* [GOAL 1]
In the piece about So You Want to Write, why had the writer given up writing, except for journaling, by 1984? Answer in one to three sentences.

* [TEXT BLOCK]
+-------+

Friday, September 12, 2025

Writing with JOY!!! by Mary Ann Rodman

    I ran into an old friend this summer.  I hadn't checked in with her in awhile, but she had been right there on my bookshelf the whole time. Before Julia Cameron and her "artist dates" and Anne Lamott's "bird by bird" mantra, there was Brenda Ueland's seminal writing book, So You Want to Write. For a book first published in 1938, and rediscovered in 1983 by Greywolf Press, Brenda''s peppy prose hasn't aged at all.





So You Want to Write was the first book on writing I ever read. Honesty, I didn't know there was such a thing as a "how-to-write" book. By 1984, I had given up writing, except for journaling. I had written my whole life, with some decent success...for a kid.  Competing against other young writers was one thing but against professionals? How could I hope to compete? So I didn't. 

I missed writing, but figured it was an unrequited love. I was a school librarian, a job I loved but... I'd read the YA books at work and think "I could do better than this." Then I'd tell myself to shut up and forget about it. Until the next time.

Brenda was introduced to me via NPR. I was driving home from work when NPR reviewed So You Want to Write. It was the briefest of All Things Considered segments but I gathered that Ms Ueland believed  anyone could write. You didn't need an MFA or an Ivy League degree. You didn't have to live a wild bohemian life in Greenwich Village, (although Brenda Ueland was quite the Village wild child in the Roaring 20's.) Everybody's life provides them with the tools to be a successful writer. All you really need is the desire, and willingness to be spend the time writing.

I had to find this book! In the days before Amazon, that meant driving almost a 100 miles, one way to the nearest bookstore. Thank God for Barnes & Noble; they had the book. It was all I could do not to floor the car all the way home to read my new treasure.

And what a treasure it was! I still have never read anything as intimate and reassuring. It was as if Brenda Ueland was sitting next to me, chatting about writing over steaming mugs of black tea. Write what you love, write with passion and abandon. Forget the spelling and the grammar and the symbolism and all the writing tricks and techniques. Just write! Write honestly, without pretense. Don't use ten dollar words unless that's exactly what you want to say. And remember...we all can write!

+-------+

* [AVAILABLE DATA]
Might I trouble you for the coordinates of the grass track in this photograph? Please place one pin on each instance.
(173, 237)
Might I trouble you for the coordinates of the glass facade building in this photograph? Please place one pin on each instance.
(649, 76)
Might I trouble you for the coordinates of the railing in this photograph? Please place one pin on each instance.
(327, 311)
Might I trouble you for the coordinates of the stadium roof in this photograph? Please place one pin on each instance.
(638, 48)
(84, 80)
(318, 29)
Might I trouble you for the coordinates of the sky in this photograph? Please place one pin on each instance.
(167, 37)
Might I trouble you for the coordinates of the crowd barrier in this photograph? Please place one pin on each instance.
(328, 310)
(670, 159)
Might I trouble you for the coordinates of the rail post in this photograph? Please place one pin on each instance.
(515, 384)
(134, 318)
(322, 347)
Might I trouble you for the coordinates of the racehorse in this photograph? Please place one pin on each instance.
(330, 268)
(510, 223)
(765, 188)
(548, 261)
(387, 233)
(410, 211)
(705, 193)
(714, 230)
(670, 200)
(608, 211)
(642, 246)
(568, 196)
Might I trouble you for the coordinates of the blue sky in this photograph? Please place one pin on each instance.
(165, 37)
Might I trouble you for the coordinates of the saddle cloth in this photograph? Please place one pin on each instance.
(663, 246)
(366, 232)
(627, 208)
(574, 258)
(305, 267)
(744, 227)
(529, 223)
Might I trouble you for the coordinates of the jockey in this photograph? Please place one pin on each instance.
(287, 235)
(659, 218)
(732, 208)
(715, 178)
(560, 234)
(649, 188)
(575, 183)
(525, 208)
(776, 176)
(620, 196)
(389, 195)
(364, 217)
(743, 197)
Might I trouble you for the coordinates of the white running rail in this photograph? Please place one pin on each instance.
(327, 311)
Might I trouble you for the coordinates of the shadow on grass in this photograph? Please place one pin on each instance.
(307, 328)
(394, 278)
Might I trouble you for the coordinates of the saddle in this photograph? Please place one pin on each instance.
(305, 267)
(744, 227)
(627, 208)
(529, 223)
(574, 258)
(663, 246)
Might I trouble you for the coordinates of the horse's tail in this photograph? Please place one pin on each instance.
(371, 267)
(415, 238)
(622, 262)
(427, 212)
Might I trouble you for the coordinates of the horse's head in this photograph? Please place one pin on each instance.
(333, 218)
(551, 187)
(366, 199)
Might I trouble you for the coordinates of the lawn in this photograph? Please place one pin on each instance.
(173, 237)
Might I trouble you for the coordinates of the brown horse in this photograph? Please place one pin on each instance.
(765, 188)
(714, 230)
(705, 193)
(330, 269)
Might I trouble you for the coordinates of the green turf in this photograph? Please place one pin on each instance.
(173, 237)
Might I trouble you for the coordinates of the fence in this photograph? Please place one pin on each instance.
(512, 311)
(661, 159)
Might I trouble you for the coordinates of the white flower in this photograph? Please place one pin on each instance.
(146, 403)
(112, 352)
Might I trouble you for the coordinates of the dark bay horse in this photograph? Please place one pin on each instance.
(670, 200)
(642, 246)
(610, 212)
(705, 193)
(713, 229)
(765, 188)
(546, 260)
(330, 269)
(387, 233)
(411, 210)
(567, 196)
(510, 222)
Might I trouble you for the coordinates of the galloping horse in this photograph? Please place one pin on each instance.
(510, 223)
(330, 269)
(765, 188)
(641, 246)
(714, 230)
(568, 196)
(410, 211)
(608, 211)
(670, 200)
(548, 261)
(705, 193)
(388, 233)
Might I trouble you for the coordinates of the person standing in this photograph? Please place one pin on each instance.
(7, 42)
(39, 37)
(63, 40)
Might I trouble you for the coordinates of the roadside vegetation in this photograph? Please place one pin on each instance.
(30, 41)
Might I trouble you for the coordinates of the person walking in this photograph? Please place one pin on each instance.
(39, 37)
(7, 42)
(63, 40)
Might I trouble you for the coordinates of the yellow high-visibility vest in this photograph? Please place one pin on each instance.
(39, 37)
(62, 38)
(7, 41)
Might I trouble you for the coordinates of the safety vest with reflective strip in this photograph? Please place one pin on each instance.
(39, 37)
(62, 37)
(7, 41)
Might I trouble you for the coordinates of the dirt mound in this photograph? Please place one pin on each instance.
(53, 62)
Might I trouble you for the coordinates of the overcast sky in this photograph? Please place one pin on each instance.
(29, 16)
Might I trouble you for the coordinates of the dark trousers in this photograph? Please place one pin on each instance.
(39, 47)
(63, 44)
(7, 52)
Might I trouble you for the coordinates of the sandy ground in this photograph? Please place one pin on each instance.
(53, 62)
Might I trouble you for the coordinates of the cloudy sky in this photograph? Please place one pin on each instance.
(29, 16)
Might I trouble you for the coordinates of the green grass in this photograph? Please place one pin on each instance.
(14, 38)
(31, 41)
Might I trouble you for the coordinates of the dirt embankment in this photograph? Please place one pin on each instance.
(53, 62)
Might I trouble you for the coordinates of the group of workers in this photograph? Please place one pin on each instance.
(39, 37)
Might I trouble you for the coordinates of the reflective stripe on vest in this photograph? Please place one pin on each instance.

+-------+

* [GOAL 2]
Lay out the listing as a JSON list of strings, one string per line, with blank lines omitted. Begin with the line containing "Might I trouble you for the coordinates of the group" and continue through the end of the listing, including both ends.

* [EXERCISE RESPONSE 1]
The writer had managed well against other young writers but could not see how to compete against professionals. So the writer stopped trying.

* [EXERCISE RESPONSE 2]
[
  "Might I trouble you for the coordinates of the group of workers in this photograph? Please place one pin on each instance.",
  "(39, 37)",
  "Might I trouble you for the coordinates of the reflective stripe on vest in this photograph? Please place one pin on each instance."
]